Source passage:
Tuesday, April 8, 2014

a post script to Ginny's


Was perusing a newly published magazine and found this letter to the editor~love it on so many levels:  as someone who also migrated here from Seattle sans job/home/connections and for the way the universe, at times, steps in to support a dream.


Three summers ago I moved from the Pacific Northwest to Austin, Texas, in search of a warmer climate. I got what I wished for in spades. By late October the temperatures were still in the upper nineties, and I was unemployed and broke. I had been to interviews all over town and had received polite rejections at all of them.
I was living with a friend from college who worked at a bookstore. One afternoon she and I were doing some grocery shopping — by which I mean she was buying her food for the week, and I was watching her. (She kindly bought me enough ramen noodles to get by.) I was glad just to be out of the apartment, where I’d been stationed in front of a computer all day, obsessively refreshing my in-box in hopes of a job offer.

Record extracts:
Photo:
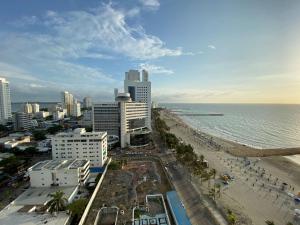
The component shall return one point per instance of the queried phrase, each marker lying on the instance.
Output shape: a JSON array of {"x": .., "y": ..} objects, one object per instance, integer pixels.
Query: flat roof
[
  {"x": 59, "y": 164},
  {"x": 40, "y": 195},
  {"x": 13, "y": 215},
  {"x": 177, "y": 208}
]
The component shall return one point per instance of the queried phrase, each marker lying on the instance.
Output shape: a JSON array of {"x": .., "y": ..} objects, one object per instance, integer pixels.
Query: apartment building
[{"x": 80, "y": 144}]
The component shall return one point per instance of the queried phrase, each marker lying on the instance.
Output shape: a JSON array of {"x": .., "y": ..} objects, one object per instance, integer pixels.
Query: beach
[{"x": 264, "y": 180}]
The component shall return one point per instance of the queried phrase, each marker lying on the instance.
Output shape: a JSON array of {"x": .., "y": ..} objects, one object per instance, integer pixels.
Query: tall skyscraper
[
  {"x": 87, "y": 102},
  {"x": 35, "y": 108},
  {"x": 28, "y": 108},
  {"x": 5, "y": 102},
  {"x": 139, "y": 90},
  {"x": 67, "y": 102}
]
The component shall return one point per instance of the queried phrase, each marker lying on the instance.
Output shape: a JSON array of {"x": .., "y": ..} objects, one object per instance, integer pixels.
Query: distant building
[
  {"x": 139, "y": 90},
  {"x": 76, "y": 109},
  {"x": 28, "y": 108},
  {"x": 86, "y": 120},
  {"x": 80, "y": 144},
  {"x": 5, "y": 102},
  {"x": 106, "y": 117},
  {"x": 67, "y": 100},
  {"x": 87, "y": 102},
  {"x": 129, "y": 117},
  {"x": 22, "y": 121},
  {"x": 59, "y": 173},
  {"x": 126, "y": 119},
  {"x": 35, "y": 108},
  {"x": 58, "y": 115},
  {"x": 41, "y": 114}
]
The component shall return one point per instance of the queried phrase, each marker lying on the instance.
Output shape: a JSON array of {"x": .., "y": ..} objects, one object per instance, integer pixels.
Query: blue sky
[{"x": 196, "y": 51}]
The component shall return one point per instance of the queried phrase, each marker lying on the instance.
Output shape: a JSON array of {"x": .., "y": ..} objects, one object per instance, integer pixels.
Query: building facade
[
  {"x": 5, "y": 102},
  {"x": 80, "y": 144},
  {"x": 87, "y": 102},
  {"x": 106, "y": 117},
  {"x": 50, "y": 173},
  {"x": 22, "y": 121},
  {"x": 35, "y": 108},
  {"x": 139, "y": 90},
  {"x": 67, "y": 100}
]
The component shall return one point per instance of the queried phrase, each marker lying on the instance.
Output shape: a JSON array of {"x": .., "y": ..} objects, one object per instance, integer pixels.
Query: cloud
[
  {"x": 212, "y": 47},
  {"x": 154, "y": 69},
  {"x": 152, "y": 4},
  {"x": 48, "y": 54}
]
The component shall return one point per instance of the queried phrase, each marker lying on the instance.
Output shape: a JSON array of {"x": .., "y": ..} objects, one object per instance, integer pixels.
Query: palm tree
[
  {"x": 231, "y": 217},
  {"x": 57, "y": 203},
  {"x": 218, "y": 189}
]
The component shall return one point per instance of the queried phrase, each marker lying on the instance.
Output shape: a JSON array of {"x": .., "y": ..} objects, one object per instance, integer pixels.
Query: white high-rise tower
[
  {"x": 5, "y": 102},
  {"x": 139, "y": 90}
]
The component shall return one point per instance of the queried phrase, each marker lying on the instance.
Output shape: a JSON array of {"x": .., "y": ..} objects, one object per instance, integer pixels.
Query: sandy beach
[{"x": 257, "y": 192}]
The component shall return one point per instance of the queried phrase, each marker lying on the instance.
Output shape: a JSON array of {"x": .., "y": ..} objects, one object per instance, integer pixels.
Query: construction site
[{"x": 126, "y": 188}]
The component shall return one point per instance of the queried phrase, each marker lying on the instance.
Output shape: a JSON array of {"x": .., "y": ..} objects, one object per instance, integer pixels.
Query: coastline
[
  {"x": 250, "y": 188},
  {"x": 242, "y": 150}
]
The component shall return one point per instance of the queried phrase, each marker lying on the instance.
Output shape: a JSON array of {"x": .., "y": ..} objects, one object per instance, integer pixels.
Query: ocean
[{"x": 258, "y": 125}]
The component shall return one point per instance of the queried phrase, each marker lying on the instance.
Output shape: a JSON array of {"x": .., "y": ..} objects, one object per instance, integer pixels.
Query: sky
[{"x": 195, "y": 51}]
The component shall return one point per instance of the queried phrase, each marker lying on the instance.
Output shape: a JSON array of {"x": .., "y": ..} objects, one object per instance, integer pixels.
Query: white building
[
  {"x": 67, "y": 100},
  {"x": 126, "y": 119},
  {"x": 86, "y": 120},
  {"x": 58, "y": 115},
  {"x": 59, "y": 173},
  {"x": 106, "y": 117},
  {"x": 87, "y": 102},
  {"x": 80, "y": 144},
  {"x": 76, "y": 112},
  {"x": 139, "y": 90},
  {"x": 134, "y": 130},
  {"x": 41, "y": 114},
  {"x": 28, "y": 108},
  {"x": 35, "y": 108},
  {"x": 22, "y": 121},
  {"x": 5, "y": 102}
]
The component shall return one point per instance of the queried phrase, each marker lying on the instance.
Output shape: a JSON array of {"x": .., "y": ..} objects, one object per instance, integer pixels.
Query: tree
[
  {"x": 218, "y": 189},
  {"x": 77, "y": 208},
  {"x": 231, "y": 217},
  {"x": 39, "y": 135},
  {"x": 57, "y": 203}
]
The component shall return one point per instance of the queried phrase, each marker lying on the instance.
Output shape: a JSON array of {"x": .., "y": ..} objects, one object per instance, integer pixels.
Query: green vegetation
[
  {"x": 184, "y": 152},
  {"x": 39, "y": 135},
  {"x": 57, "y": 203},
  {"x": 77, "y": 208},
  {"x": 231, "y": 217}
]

Parts of the exercise:
(a) Write out the portion of the blog post between "Tuesday, April 8, 2014" and "support a dream.", inclusive.
(b) In the blog post, how hot was it still in Austin by late October?
(c) List everything the blog post says its author lacked when migrating from Seattle.

Task-by-task answers:
(a)
Tuesday, April 8, 2014

a post script to Ginny's


Was perusing a newly published magazine and found this letter to the editor~love it on so many levels:  as someone who also migrated here from Seattle sans job/home/connections and for the way the universe, at times, steps in to support a dream.

(b) The temperatures were still in the upper nineties.

(c) A job, a home, and connections.